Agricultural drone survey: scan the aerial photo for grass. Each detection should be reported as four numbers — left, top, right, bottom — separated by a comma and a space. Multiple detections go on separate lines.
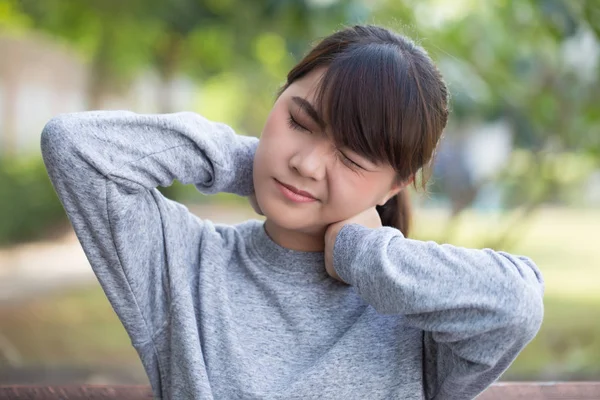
0, 209, 600, 380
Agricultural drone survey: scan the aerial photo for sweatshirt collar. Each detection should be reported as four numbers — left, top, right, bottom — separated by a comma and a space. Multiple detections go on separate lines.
250, 220, 328, 281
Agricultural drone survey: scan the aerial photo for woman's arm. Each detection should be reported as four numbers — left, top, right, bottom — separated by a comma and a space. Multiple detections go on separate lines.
333, 223, 544, 399
41, 111, 258, 345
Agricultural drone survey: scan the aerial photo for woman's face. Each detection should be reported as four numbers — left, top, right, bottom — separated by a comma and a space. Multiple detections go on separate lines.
254, 69, 399, 249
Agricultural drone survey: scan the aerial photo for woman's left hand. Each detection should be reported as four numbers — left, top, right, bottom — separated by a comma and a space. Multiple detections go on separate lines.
325, 207, 382, 283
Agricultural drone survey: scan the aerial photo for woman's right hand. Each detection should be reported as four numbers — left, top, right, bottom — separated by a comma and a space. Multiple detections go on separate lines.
248, 193, 265, 215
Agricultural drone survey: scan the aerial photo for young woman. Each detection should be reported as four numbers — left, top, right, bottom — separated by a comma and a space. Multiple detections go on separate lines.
41, 26, 543, 400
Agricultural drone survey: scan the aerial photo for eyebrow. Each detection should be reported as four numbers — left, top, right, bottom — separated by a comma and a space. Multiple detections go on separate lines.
292, 96, 327, 129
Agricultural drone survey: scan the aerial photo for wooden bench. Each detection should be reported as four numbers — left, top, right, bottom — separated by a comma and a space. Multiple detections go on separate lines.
0, 382, 600, 400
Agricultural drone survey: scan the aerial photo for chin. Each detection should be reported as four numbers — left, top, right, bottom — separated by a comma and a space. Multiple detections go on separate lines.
261, 202, 324, 233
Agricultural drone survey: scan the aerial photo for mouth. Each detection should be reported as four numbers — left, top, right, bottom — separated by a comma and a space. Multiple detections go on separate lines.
275, 179, 317, 203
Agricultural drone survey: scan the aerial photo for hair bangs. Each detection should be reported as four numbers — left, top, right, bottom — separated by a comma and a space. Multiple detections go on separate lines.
315, 44, 406, 170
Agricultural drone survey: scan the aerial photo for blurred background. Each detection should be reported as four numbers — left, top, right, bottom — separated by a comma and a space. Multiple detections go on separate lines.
0, 0, 600, 384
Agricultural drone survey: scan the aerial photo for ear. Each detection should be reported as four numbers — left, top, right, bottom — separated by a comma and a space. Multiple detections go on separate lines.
377, 175, 415, 206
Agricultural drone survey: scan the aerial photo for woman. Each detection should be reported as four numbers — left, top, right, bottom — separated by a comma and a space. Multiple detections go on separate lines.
42, 26, 543, 399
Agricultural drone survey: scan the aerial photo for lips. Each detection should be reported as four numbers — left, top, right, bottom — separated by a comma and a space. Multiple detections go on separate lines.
277, 181, 317, 200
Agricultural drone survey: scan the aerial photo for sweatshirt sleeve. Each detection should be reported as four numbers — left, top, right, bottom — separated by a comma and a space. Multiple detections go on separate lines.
41, 111, 258, 345
333, 224, 544, 399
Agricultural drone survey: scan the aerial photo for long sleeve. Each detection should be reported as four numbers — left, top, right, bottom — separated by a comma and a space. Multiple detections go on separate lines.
334, 224, 544, 399
41, 111, 258, 346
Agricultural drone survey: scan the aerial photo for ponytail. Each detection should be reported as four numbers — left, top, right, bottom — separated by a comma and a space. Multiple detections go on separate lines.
375, 189, 412, 237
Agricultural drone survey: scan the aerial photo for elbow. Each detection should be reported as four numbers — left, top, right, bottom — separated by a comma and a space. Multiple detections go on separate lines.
40, 114, 75, 167
510, 287, 544, 346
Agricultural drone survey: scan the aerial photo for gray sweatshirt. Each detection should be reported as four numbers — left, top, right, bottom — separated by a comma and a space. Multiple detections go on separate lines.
41, 111, 543, 400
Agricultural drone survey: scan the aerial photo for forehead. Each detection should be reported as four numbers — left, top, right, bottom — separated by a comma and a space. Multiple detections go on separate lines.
286, 67, 327, 100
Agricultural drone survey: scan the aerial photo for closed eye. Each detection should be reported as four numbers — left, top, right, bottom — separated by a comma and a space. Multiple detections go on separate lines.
287, 114, 365, 170
288, 114, 310, 132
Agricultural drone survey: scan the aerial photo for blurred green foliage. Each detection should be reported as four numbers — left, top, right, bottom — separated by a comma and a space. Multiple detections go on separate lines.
0, 157, 67, 245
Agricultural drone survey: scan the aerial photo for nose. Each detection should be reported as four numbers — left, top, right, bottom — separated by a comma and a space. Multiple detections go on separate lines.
289, 143, 329, 181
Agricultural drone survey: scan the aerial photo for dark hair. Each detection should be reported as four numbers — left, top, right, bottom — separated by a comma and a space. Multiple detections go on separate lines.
279, 25, 448, 236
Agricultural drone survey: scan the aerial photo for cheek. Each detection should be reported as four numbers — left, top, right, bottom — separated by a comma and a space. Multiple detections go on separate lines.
328, 175, 375, 219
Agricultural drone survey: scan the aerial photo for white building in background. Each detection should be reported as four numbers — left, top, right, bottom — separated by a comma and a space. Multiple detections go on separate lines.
0, 34, 197, 156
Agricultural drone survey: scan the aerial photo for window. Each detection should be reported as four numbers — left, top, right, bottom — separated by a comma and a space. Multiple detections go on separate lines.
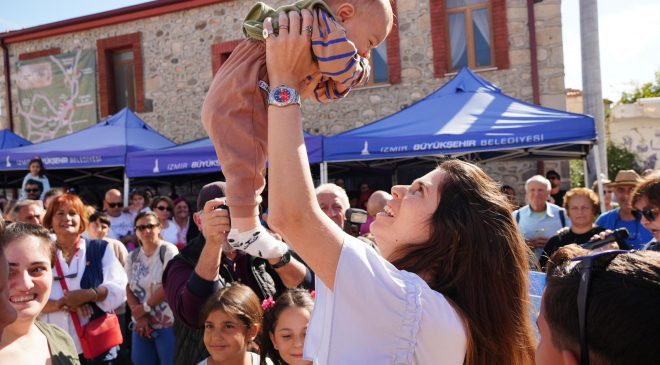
========
» **Problem details**
Show each line of the listing that contains the word "blurred".

» **Answer for this exercise**
Agricultural drone survey: scan the aerial photo for blurred background. Each detection should be reported as four numbers — left, top, right, bottom — separated by a comma and a space. Multiple detections go on separate lines.
Agricultural drone survey: scan the aerial photo for blurred green foliage. Each detection should be reported as four numbers — left, top, right, bottom — separated by a comma and a space. Multiple detections go on separate lines.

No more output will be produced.